生命保険会社を60歳で定年退職した後の自らの経験と、同世代の人々への豊富な取材を交えて、新たな仕事、お金、趣味、学び、地域の絆、ウィズコロナの新しい生活などの観点から実践的アドバイスをしている本があります。
本日紹介するのは、1954年兵庫県神戸市生まれ、京都大学法学部を卒業後、生命保険会社に入社し、60歳で定年退職して「働く意味」をテーマに取材・執筆・講演活動を行い、現在は神戸松蔭女子学園大学教授の楠木新さんが書いた、こちらの新刊書籍です。
楠木新『定年後の居場所』(朝日新書)
この本は、夕刊フジの連載「定年後の居場所」を一部加筆修正し、さらに後半第2部を新たに書き下ろして単行本化したものです。
本書は以下の2部構成および8章立て(後半の8ポイントは後述)に整理しています。
1.定年後のいま
2.終着駅は始発駅
◆ 生涯現役
◆ 転身
◆ コロナ禍の生活様式
◆ こころの居場所
◆ お金と健康
◆ 地域・ご縁
◆ 故郷と家族
◆ 過去の自分に出会う
この本の冒頭で著者は、60歳定年の後、現役を続ける人が多いが、「65歳は分岐点」と述べています。
定年後の居場所や安心感について、本書の第1部では著者が日常体験していることが紹介されています。
前半では、「生涯現役」および「転身」について考察しています。主なポイントは以下の通り。
◆ 定年後の60歳から74歳までが「黄金の15年」

課題 —
**a.** 『定年後の居場所』の紹介文によると、著者は本の冒頭で何歳を「分岐点」と述べていますか。
**b.** 『定年後の居場所』の紹介文に並んでいる、本書の8つの章の見出しをすべて書き出してください。
**c.** 『定年後の居場所』の紹介文を、最後の文の次から書き継いでください。

データセット項目 —
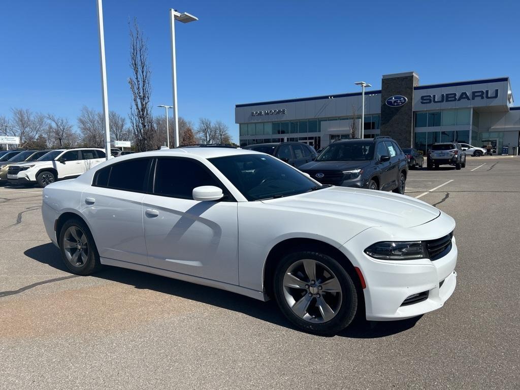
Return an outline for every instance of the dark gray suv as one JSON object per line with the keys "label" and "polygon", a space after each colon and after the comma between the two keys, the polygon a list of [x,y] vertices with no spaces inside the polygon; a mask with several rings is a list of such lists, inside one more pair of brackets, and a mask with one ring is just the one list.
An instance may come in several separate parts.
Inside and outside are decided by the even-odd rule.
{"label": "dark gray suv", "polygon": [[300,167],[323,184],[404,193],[408,161],[389,137],[336,141]]}

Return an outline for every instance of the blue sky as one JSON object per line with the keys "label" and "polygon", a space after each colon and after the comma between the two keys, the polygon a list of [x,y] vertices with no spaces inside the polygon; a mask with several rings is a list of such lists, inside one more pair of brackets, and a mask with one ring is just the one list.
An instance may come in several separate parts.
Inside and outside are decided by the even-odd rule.
{"label": "blue sky", "polygon": [[[154,106],[172,103],[168,10],[176,26],[179,114],[220,120],[235,105],[374,89],[413,70],[422,84],[509,76],[520,105],[520,2],[104,0],[109,107],[126,116],[129,20],[147,37]],[[95,0],[3,2],[0,115],[30,108],[75,123],[101,110]],[[154,108],[154,114],[163,113]]]}

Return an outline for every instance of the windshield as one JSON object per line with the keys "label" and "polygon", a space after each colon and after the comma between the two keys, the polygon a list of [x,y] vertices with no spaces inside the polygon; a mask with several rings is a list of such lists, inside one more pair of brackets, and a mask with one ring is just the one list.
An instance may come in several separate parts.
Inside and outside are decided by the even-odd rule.
{"label": "windshield", "polygon": [[260,152],[261,153],[265,153],[267,154],[272,154],[275,152],[275,146],[266,146],[265,145],[263,145],[262,146],[248,146],[246,148],[244,148],[244,149],[246,149],[249,150],[254,150],[255,152]]}
{"label": "windshield", "polygon": [[59,156],[60,153],[62,153],[63,151],[63,150],[53,150],[51,152],[49,152],[44,154],[38,159],[36,161],[51,161]]}
{"label": "windshield", "polygon": [[25,161],[29,156],[34,153],[34,150],[26,150],[24,152],[19,153],[9,160],[9,162],[19,162],[20,161]]}
{"label": "windshield", "polygon": [[274,157],[240,154],[209,161],[249,201],[296,195],[324,188]]}
{"label": "windshield", "polygon": [[452,144],[439,144],[437,145],[432,145],[432,150],[451,150],[457,149]]}
{"label": "windshield", "polygon": [[321,152],[317,161],[362,161],[374,157],[374,143],[348,141],[331,144]]}
{"label": "windshield", "polygon": [[0,162],[7,161],[9,159],[12,159],[15,155],[18,154],[19,153],[21,153],[19,150],[13,150],[12,152],[9,152],[9,153],[6,153],[5,154],[3,155],[0,158]]}

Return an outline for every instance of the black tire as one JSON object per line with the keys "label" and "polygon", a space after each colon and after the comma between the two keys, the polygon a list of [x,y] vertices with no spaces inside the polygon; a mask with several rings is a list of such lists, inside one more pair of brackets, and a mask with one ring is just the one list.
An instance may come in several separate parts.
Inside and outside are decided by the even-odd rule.
{"label": "black tire", "polygon": [[[318,319],[323,320],[324,316],[322,317],[321,311],[318,310],[316,307],[313,305],[313,302],[317,305],[319,298],[313,296],[308,299],[309,300],[309,304],[306,307],[310,313],[313,313],[313,310],[315,310],[314,313],[316,314],[316,318],[310,318],[309,320],[305,320],[301,318],[295,314],[291,309],[291,306],[289,306],[289,303],[287,302],[285,293],[286,287],[284,285],[284,278],[286,273],[290,268],[294,267],[303,260],[310,260],[317,262],[324,265],[329,270],[332,271],[333,276],[339,282],[341,287],[341,302],[337,307],[335,306],[336,309],[334,310],[334,316],[327,321],[322,321],[322,322],[312,322],[318,320]],[[318,274],[318,266],[316,266],[316,278],[324,278],[324,275],[327,271],[324,272],[321,275]],[[297,274],[296,275],[300,276],[303,275],[302,280],[306,277],[305,274]],[[310,281],[305,281],[310,282]],[[318,281],[317,280],[316,282]],[[345,270],[343,266],[335,259],[330,256],[322,253],[319,252],[314,251],[302,251],[296,252],[285,256],[278,264],[275,272],[275,278],[273,281],[273,289],[275,298],[280,310],[287,318],[298,328],[309,333],[319,334],[321,335],[332,335],[336,334],[337,332],[346,328],[352,322],[356,316],[358,308],[358,292],[356,289],[356,286],[353,281],[353,276],[351,276]],[[315,283],[317,284],[317,283]],[[307,299],[310,292],[304,292],[306,289],[295,289],[294,291],[291,291],[291,293],[296,294],[296,297],[292,295],[289,295],[289,293],[287,293],[287,296],[292,297],[296,302],[296,300],[302,298]],[[298,292],[298,291],[300,292]],[[310,290],[309,290],[310,291]],[[319,292],[321,290],[318,290]],[[323,295],[323,299],[327,299],[327,297],[334,298],[334,293],[332,295],[329,295],[331,293],[327,293]],[[300,295],[301,294],[301,295]],[[319,296],[320,294],[317,294]],[[293,307],[295,305],[293,304]],[[332,306],[331,306],[332,307]]]}
{"label": "black tire", "polygon": [[38,186],[43,188],[51,183],[54,183],[56,181],[56,175],[50,171],[44,171],[40,172],[36,176],[36,180],[38,183]]}
{"label": "black tire", "polygon": [[393,192],[400,193],[401,195],[405,194],[405,190],[406,189],[406,177],[405,174],[401,172],[399,174],[399,179],[397,181],[397,187],[392,190]]}
{"label": "black tire", "polygon": [[[85,235],[87,243],[86,246],[88,249],[88,250],[85,251],[84,261],[80,260],[82,264],[77,264],[75,265],[73,265],[72,262],[68,257],[64,245],[66,233],[67,233],[69,228],[71,228],[79,229],[82,235]],[[80,235],[80,238],[82,237],[82,235]],[[60,246],[60,253],[61,254],[61,259],[63,260],[67,269],[70,272],[77,275],[89,275],[98,271],[101,268],[101,264],[99,261],[99,254],[98,253],[96,243],[94,242],[92,234],[86,224],[79,218],[72,218],[63,224],[61,230],[60,231],[58,242]],[[72,254],[73,255],[73,254]],[[78,256],[78,258],[80,259],[80,257],[82,257],[80,255]]]}
{"label": "black tire", "polygon": [[369,190],[377,190],[379,189],[379,187],[378,187],[378,184],[375,183],[375,180],[370,179],[368,182],[368,189]]}

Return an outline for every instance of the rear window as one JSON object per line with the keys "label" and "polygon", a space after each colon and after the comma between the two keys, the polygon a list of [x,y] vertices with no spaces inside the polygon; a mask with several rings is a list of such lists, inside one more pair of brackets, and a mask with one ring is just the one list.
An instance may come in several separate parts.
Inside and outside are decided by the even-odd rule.
{"label": "rear window", "polygon": [[439,144],[432,146],[432,150],[451,150],[457,149],[453,144]]}

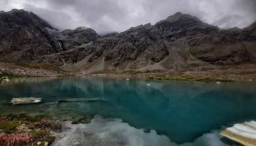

解答 —
**a.** 65歳

**b.** 生涯現役、転身、コロナ禍の生活様式、こころの居場所、お金と健康、地域・ご縁、故郷と家族、過去の自分に出会う

**c.**
◆ 二足のわらじを履き、二本足で立つことが自立や安定につながる
◆ 定年や引退をなくすことと「70歳定年」への動き
◆ 執筆業は「書き手主体」でなく「読み手ファースト」に
◆ 転身の3条件は、➀主体的である、②自分自身を客観的に語る、③実行力・行動力
◆ 副業のポイントは会社の本業をきちんとこなすこと
◆「京都移住」の本から考える「住む場所を変える」という選択
◆ 地道な努力は実を結ぶ
京都移住の本として、次の2冊が紹介されています。京都へ移住する人は多く、私の起業家仲間も最近、京都へ移住しました。とても参考になる2冊です。
とくに『死ぬなら、京都がいちばんいい』(幻冬舎)の著者・小林玖仁男さんは、私の住まい近所にある、行きつけの懐石料理屋「二木屋」の主人で、残念ながら難病で2019年に亡くなりましたが、難病が転機になって京都移住をしたことを今回、初めて知りました。
第1部の中盤では、「コロナ禍から見たこと」、「こころの居場所」および「お金と健康」に関する著者の日常を紹介しています。主なトピックは次の通りです。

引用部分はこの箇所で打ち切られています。